**What you have to do**
Produce exactly the lines starting at the one containing "Indicate the gothic" and ending at the last line of the material, with nothing added.

**Data provided**
....

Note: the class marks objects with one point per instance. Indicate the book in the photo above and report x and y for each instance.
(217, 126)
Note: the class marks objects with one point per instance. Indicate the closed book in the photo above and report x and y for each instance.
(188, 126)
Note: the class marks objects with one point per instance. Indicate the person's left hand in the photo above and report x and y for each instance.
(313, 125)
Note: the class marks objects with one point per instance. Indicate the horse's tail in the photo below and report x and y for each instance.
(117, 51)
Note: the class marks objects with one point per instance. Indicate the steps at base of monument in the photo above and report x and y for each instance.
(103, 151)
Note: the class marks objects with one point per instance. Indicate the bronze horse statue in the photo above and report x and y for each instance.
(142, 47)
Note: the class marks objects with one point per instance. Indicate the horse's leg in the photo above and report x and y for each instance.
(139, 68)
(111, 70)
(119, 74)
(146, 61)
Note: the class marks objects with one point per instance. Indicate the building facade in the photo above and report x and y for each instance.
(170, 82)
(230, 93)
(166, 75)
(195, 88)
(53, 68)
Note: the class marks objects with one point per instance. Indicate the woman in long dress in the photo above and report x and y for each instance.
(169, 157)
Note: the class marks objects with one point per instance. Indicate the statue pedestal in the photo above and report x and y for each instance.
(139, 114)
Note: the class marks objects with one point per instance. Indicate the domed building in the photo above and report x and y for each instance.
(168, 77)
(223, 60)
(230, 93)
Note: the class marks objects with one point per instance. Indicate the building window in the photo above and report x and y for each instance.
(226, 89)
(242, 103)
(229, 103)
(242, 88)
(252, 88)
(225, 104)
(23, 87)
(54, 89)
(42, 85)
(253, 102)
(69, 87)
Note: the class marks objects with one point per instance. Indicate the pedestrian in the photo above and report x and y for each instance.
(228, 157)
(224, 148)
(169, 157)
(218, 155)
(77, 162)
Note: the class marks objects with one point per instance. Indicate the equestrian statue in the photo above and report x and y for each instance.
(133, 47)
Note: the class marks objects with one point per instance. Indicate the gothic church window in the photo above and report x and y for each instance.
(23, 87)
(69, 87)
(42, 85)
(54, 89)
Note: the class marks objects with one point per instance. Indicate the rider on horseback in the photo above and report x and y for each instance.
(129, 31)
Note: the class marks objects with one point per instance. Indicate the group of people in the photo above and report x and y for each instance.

....

**Written answer**
Note: the class marks objects with one point per instance. Indicate the gothic church window in the photo above and report x and y for each instance.
(23, 87)
(69, 87)
(42, 85)
(54, 89)
Note: the class marks objects with one point per instance. Indicate the rider on horseback in the photo above and report x and y for each instance.
(129, 31)
Note: the class marks objects with one point per instance. Indicate the group of people in the photo above and report x and y for each instance.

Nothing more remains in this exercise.